### Records to use

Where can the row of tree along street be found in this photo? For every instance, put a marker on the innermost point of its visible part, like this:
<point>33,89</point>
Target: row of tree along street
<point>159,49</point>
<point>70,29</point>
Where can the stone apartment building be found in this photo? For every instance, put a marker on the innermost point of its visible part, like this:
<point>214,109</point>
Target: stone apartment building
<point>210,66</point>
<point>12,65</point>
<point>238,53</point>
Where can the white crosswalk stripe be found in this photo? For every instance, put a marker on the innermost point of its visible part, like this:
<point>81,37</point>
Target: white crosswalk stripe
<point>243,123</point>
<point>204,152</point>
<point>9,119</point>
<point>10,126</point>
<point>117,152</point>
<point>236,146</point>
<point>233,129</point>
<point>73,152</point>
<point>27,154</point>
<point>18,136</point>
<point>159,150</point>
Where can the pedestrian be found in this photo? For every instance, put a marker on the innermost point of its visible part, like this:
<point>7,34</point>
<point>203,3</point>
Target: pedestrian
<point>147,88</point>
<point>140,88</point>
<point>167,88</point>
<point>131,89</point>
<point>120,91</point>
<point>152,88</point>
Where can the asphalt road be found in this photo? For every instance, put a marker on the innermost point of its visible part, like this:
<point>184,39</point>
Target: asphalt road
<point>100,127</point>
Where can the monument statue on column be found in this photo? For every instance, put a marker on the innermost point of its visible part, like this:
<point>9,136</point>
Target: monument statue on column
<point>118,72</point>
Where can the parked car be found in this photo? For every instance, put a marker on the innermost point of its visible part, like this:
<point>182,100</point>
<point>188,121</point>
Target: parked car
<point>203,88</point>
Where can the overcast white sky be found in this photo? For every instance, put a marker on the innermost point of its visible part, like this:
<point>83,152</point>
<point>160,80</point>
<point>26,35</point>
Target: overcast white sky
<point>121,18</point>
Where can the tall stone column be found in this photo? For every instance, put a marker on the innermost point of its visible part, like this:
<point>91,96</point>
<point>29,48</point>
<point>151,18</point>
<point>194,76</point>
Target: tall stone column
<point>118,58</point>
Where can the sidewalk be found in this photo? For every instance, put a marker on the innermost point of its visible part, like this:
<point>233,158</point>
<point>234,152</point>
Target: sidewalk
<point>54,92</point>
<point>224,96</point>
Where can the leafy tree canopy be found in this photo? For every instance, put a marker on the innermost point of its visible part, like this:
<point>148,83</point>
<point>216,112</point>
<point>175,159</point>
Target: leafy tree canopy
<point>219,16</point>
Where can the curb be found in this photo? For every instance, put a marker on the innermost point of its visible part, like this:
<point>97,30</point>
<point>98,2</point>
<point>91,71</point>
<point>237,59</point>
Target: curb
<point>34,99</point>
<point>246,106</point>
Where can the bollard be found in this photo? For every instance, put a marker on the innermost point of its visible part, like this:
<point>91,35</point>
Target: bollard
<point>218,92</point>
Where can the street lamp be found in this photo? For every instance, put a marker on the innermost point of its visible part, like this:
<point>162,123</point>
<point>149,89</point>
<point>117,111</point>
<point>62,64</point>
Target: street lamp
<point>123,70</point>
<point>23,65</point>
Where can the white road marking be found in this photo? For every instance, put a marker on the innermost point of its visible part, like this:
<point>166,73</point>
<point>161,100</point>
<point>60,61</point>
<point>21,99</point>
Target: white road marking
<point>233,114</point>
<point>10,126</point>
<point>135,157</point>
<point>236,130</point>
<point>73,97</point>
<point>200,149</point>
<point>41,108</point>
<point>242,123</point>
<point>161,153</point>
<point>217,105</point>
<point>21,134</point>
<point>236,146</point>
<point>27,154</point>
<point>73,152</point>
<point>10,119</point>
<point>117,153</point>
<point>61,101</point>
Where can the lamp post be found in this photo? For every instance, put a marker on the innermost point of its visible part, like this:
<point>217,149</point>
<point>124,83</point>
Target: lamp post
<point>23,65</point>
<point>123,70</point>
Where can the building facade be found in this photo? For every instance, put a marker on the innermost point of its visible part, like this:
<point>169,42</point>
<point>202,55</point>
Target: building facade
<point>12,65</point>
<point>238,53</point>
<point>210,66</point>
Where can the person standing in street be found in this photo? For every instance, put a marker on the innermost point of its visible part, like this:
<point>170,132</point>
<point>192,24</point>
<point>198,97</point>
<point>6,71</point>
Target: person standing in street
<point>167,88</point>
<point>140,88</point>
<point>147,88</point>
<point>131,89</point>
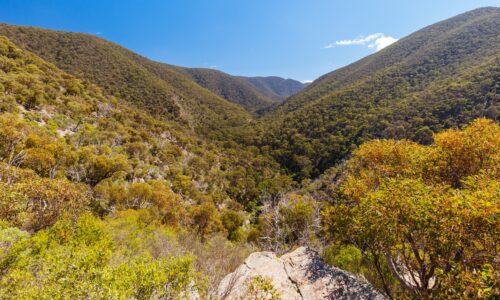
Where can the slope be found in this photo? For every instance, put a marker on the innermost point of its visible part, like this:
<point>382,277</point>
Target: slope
<point>155,87</point>
<point>229,87</point>
<point>442,76</point>
<point>274,87</point>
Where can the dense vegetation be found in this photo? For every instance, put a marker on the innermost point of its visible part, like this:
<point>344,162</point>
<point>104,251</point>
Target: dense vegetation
<point>255,94</point>
<point>120,177</point>
<point>424,218</point>
<point>274,87</point>
<point>67,150</point>
<point>440,77</point>
<point>230,87</point>
<point>158,88</point>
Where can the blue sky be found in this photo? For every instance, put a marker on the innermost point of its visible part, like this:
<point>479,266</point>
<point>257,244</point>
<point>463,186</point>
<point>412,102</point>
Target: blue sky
<point>293,39</point>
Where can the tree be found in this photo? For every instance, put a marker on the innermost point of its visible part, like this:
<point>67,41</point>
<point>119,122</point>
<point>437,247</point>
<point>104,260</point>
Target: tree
<point>428,211</point>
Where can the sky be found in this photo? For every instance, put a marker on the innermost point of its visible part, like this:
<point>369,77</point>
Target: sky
<point>289,38</point>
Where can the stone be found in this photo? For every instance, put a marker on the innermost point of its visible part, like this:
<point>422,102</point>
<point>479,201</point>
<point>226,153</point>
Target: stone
<point>300,274</point>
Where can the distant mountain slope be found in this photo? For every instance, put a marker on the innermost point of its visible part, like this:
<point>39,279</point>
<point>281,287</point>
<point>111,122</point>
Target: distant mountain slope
<point>274,87</point>
<point>232,88</point>
<point>442,76</point>
<point>253,93</point>
<point>155,87</point>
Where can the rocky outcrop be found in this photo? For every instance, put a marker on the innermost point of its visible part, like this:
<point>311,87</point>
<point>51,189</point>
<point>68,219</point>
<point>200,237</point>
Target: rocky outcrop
<point>301,274</point>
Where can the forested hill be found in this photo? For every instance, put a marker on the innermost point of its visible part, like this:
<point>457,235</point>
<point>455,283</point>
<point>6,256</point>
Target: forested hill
<point>442,76</point>
<point>253,93</point>
<point>274,87</point>
<point>229,87</point>
<point>155,87</point>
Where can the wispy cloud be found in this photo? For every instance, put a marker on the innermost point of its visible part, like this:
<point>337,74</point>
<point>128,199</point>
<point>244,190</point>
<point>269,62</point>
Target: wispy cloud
<point>377,41</point>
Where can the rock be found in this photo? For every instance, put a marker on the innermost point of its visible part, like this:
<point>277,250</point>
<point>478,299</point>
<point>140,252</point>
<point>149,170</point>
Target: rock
<point>301,274</point>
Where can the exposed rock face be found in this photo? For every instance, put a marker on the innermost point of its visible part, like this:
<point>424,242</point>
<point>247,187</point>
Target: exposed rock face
<point>301,274</point>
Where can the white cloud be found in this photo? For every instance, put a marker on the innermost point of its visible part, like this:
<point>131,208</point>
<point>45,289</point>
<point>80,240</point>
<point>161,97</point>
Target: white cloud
<point>375,40</point>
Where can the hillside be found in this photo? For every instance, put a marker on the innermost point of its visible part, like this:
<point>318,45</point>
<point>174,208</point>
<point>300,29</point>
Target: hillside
<point>274,87</point>
<point>158,88</point>
<point>442,76</point>
<point>253,93</point>
<point>229,87</point>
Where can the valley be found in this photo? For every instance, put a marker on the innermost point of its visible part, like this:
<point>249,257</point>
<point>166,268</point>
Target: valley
<point>126,178</point>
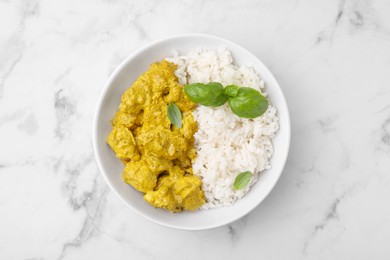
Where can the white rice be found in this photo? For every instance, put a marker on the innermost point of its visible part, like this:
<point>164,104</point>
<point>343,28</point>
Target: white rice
<point>226,144</point>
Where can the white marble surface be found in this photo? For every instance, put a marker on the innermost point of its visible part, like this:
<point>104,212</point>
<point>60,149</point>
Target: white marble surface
<point>332,59</point>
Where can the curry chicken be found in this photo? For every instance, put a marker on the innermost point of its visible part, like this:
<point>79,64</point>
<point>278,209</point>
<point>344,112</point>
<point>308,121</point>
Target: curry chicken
<point>157,155</point>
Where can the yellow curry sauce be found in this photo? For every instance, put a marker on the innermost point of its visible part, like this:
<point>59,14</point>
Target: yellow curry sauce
<point>158,156</point>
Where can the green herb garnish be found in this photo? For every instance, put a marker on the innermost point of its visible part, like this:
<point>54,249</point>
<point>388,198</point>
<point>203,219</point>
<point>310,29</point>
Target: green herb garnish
<point>174,115</point>
<point>210,95</point>
<point>248,103</point>
<point>242,180</point>
<point>244,102</point>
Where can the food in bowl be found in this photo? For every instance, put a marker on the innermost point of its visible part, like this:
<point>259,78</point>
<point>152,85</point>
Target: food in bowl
<point>184,155</point>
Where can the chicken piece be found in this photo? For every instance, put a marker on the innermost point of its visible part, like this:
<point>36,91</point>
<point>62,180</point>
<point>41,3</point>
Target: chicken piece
<point>122,141</point>
<point>135,97</point>
<point>123,119</point>
<point>158,164</point>
<point>156,114</point>
<point>163,143</point>
<point>140,176</point>
<point>189,127</point>
<point>163,197</point>
<point>188,193</point>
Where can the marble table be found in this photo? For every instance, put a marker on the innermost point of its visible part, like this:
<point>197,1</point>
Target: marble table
<point>332,60</point>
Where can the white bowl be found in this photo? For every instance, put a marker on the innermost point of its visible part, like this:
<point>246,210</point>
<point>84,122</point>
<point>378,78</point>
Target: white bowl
<point>111,167</point>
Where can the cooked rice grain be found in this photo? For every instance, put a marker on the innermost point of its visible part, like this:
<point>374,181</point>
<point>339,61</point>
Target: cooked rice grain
<point>226,144</point>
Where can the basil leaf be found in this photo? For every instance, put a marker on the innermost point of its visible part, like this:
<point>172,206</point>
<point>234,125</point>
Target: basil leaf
<point>242,180</point>
<point>210,94</point>
<point>248,103</point>
<point>231,90</point>
<point>174,115</point>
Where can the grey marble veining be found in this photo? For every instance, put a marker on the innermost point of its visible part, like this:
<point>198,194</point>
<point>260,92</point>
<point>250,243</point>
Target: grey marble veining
<point>331,59</point>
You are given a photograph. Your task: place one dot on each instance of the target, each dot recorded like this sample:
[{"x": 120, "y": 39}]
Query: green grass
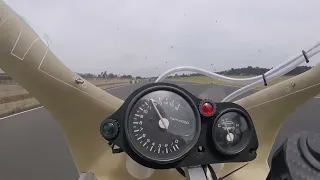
[{"x": 207, "y": 80}]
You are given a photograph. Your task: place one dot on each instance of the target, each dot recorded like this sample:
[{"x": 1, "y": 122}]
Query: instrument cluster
[{"x": 162, "y": 126}]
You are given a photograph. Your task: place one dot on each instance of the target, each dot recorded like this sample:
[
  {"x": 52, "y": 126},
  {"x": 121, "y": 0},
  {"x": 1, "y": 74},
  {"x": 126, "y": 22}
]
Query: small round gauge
[
  {"x": 162, "y": 125},
  {"x": 231, "y": 132}
]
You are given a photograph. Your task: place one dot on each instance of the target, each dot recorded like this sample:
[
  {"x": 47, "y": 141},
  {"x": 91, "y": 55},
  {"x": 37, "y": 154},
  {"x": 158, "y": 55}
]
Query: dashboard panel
[{"x": 162, "y": 125}]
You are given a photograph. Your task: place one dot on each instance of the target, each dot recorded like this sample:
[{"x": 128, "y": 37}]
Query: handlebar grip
[{"x": 298, "y": 158}]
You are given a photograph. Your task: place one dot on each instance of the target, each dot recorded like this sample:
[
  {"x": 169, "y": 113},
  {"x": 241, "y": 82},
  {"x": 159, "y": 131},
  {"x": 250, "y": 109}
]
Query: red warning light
[{"x": 207, "y": 108}]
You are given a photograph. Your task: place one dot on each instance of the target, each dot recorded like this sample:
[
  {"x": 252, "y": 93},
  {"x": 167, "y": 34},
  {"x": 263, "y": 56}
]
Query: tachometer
[{"x": 162, "y": 126}]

### The request
Put the records into a numbered list with blank lines left out, starting with the line that contains "Where can the white cloud" and going on through the line that contains "<point>126,178</point>".

### Task result
1. Where can the white cloud be found in this photo? For every instance, put a marker on the innermost point of its visible part, like this:
2. <point>131,208</point>
3. <point>45,289</point>
4. <point>80,240</point>
5. <point>161,97</point>
6. Target: white cloud
7. <point>375,40</point>
8. Where can the hillside be found in this photo? For every instance, put a marker on the innermost point of its visible part, like this:
9. <point>318,45</point>
10. <point>174,208</point>
11. <point>300,29</point>
12. Target: hillside
13. <point>274,87</point>
14. <point>158,88</point>
15. <point>442,76</point>
16. <point>253,93</point>
17. <point>229,87</point>
18. Where can the valley be found in this photo? For every instance, put a marker on the innermost point of its visible part, like this:
19. <point>249,257</point>
20. <point>166,268</point>
21. Target: valley
22. <point>126,178</point>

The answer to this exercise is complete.